DIRECTIVE ▸ Please pick out every line in the items below that contains the word "white" and copy each one in full. Match case exactly.

═══ MATERIAL SUPPLIED ═══

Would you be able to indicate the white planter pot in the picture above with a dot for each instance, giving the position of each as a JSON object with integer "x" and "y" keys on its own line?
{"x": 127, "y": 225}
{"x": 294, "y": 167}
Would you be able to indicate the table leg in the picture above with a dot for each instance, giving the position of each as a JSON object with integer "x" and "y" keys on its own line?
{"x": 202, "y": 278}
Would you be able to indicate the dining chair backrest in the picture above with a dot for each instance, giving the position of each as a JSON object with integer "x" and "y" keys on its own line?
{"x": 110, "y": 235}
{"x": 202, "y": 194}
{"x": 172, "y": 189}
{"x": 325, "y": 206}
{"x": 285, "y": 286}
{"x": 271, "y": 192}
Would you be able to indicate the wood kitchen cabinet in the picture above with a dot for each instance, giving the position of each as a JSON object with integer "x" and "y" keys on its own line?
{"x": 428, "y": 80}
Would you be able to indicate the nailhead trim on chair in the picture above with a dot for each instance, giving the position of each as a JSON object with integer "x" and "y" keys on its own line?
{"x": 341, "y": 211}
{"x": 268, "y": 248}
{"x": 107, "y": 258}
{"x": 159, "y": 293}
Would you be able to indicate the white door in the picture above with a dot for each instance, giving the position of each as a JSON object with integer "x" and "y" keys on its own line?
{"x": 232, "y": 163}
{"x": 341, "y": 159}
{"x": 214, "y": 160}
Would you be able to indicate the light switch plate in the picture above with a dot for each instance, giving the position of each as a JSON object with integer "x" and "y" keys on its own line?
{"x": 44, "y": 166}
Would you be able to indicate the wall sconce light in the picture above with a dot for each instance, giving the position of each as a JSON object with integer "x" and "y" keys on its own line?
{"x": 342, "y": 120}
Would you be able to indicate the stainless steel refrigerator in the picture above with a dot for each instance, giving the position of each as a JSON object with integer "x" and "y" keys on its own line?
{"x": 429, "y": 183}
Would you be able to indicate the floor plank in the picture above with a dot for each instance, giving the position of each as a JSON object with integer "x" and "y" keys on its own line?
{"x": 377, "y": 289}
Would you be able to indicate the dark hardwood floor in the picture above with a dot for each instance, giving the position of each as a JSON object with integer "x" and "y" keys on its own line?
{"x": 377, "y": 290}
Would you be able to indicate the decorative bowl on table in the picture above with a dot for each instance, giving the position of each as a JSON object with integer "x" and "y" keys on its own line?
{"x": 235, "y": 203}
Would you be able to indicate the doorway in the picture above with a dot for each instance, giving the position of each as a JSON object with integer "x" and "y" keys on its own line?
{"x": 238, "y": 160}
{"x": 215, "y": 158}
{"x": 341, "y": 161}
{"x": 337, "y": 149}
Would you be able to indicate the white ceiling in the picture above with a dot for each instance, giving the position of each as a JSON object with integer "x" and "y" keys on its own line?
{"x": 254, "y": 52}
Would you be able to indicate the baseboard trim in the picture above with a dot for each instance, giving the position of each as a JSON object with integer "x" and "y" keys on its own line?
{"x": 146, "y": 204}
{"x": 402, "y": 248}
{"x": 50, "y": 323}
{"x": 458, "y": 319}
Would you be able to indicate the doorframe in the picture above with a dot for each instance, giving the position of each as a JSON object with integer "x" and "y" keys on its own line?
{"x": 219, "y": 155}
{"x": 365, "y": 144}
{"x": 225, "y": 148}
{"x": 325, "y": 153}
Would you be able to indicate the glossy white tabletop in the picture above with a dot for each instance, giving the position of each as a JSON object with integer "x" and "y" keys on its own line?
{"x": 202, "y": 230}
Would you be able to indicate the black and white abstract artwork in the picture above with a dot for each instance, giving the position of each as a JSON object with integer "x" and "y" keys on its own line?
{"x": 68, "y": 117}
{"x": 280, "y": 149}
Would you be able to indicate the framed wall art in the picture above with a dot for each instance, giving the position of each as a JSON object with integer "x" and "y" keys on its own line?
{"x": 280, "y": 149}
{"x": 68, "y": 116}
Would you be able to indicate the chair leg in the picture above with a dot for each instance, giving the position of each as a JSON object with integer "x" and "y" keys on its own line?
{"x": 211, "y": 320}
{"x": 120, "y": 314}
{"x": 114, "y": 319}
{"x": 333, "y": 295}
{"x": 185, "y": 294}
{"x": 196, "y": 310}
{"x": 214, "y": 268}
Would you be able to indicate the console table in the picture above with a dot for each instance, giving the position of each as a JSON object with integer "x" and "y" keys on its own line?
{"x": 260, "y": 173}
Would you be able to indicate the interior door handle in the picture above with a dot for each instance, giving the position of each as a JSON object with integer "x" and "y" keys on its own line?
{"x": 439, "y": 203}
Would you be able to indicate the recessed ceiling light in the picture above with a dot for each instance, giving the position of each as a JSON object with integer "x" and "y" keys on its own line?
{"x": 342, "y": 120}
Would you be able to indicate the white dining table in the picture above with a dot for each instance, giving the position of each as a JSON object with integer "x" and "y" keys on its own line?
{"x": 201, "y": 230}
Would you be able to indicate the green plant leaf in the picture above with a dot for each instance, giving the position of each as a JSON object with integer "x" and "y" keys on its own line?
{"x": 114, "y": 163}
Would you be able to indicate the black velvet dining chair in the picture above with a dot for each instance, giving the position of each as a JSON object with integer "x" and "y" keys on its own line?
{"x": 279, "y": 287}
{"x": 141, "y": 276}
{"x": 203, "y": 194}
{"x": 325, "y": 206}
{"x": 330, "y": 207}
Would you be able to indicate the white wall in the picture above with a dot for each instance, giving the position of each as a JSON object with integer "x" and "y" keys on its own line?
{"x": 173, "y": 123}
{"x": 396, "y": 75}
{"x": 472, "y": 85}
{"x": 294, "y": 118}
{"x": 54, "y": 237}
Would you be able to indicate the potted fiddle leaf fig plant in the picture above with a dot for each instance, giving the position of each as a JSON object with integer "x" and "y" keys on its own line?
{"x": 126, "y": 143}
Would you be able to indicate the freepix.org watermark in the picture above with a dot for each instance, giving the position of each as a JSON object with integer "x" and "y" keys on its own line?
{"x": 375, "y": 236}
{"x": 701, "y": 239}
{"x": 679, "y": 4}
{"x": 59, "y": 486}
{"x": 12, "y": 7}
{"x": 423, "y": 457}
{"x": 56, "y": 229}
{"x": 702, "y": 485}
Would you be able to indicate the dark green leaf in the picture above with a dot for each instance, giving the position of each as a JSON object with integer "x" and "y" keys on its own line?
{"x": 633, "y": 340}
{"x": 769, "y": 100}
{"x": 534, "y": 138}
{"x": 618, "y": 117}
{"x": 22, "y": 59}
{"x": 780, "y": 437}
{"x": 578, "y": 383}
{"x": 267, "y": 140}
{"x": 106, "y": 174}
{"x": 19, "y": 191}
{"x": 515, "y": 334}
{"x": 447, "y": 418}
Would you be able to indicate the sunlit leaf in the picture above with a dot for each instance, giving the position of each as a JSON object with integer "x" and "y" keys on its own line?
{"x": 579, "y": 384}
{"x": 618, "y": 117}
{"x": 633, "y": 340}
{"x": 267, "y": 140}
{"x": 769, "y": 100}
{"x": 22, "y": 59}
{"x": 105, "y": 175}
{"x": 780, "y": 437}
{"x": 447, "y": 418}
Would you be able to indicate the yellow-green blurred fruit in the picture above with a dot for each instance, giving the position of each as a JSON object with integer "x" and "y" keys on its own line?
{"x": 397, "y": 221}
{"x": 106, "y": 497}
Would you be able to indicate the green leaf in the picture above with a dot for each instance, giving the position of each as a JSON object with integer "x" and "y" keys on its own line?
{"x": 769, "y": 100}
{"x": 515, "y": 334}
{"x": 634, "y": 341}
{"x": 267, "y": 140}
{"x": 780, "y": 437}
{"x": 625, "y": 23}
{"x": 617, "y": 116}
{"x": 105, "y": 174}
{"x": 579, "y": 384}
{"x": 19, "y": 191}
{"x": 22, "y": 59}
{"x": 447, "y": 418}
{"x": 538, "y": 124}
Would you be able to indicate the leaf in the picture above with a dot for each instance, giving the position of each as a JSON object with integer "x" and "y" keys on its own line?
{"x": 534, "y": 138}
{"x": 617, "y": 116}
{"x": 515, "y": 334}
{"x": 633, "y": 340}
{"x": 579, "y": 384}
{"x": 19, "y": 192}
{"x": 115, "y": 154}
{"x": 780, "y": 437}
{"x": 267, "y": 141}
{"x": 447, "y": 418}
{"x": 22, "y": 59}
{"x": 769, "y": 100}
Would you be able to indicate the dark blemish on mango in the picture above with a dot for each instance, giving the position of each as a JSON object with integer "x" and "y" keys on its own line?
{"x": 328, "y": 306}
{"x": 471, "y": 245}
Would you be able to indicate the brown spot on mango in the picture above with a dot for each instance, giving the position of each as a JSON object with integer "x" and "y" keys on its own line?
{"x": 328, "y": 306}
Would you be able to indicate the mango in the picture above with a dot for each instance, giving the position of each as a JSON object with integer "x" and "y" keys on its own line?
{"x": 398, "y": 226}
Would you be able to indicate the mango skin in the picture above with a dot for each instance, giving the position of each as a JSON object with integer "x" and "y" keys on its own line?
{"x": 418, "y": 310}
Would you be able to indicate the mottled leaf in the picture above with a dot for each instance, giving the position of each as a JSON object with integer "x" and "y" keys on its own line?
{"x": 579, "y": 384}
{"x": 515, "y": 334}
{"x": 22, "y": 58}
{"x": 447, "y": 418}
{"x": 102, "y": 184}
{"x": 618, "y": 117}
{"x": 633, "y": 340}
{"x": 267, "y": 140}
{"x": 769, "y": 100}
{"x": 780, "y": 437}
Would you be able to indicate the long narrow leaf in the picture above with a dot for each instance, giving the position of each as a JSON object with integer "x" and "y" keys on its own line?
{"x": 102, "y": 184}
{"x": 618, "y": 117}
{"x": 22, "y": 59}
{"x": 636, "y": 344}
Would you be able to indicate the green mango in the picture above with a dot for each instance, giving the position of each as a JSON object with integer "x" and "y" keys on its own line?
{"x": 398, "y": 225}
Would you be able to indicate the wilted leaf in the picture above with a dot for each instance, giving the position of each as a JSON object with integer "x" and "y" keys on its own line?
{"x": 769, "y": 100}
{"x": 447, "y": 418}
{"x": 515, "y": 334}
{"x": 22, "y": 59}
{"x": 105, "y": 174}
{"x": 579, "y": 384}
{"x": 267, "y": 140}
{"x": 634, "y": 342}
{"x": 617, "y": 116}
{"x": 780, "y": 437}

═══
═══ MATERIAL SUPPLIED ═══

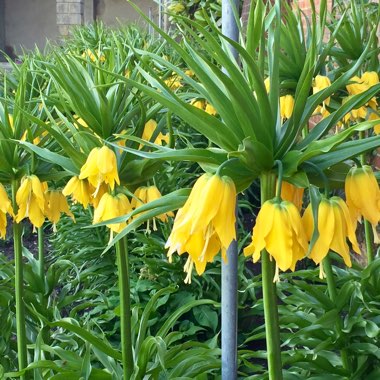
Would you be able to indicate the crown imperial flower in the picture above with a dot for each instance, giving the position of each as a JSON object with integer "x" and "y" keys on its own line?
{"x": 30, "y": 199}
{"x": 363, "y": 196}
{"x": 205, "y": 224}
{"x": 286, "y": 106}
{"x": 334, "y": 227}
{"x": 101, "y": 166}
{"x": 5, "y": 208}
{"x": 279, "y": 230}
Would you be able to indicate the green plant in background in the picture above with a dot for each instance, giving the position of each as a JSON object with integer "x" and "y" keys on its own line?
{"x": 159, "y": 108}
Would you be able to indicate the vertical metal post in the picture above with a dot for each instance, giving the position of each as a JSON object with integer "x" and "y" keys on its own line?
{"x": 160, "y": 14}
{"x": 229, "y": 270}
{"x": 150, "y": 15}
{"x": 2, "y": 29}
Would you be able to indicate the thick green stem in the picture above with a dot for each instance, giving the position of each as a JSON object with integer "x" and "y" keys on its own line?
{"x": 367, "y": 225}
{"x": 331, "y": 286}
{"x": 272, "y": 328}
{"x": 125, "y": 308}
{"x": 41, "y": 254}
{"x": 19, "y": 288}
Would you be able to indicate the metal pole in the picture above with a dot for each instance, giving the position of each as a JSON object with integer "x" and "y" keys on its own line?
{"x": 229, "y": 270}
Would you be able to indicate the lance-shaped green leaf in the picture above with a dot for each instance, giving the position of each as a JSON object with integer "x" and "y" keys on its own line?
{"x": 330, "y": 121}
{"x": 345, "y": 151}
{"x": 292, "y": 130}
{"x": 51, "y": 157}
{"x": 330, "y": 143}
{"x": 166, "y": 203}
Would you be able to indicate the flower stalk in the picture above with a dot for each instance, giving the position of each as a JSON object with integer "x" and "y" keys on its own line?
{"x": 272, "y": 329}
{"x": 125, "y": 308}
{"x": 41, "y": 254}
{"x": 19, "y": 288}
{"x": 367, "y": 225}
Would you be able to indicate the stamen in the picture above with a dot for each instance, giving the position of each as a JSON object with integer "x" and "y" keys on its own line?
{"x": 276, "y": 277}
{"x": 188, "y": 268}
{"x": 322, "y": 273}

═══
═══ MATERIAL SUPPLIED ═══

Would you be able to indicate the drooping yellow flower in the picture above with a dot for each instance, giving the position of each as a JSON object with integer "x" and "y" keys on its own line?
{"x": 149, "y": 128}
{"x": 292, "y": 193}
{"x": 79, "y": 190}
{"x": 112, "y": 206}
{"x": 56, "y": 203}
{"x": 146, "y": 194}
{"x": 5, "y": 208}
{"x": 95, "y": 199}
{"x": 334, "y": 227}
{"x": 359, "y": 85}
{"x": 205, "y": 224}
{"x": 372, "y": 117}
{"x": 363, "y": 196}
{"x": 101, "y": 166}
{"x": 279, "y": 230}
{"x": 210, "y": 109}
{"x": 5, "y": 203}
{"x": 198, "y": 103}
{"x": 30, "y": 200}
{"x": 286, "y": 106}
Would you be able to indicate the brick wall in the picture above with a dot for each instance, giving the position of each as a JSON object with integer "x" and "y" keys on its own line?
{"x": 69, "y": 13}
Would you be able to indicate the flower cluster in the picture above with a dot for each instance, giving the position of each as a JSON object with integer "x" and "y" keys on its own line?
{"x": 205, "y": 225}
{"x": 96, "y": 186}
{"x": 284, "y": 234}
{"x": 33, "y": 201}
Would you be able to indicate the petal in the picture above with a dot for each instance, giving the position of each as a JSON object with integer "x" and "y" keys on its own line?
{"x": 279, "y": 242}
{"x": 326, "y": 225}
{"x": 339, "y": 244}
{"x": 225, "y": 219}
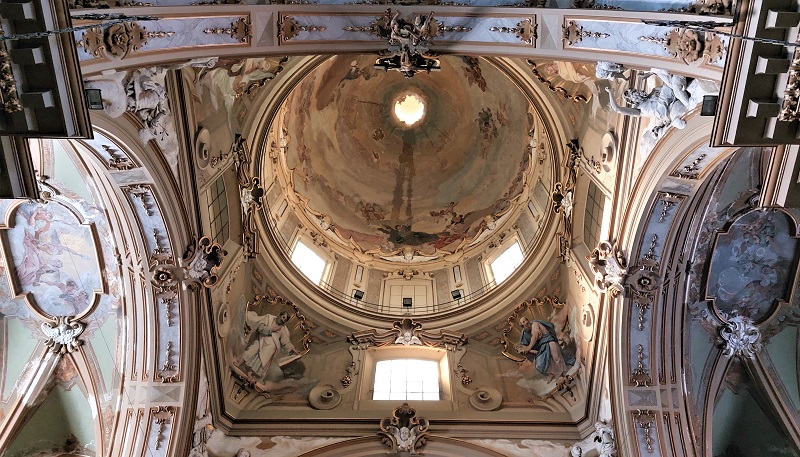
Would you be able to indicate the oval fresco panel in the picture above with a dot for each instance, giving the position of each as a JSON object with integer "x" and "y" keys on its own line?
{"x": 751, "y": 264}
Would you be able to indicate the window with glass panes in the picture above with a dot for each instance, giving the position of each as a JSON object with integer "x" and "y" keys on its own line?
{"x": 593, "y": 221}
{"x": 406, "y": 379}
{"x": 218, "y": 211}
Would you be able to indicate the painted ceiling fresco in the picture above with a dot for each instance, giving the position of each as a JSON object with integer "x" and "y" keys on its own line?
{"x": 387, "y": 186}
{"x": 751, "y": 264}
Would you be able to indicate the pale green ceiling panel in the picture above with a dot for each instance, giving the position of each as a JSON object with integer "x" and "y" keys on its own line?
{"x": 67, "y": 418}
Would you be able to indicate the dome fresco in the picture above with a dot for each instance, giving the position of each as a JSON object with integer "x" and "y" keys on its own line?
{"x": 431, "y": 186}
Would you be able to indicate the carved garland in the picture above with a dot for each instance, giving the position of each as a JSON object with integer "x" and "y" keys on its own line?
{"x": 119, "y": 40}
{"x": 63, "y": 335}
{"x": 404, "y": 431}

═══

FINISHED TASK ▸
Would you be able to indicate the white planter pot in the picture above with a dot for each instance, giving the position of each as a JSON object with integer "x" and "y" keys on its own line?
Would you be able to indicate the white door in the picture above with a dot for each instance, giving the position of each as a JSON object with integer "x" and "y" keys on its own line?
Would you be able to indicate the white ceiling in the picture above with a dot for each instance, giving the position of each as a JSON object with integer "x" and "y" keys on its own line?
Would you be able to indicate the glossy white tabletop in the picture above with a dot for each instance, giving the position of each as a JSON object with integer "x" and "y" keys on its own line?
Would you be able to indicate the black and white abstract artwork in the picture above with a dot for each instance, giving the position of each as a JSON object with integer "x" and "y" keys on its own line?
Would you be able to indicate the white dining table in the picture above with a dot for each instance, giving the position of each as a JSON object with integer "x" and "y" keys on its own line?
Would you be able to indicate the white wall in the picture above with a dot for each instance, giving the position of each as a JSON object with integer "x" and "y" keys on its own line?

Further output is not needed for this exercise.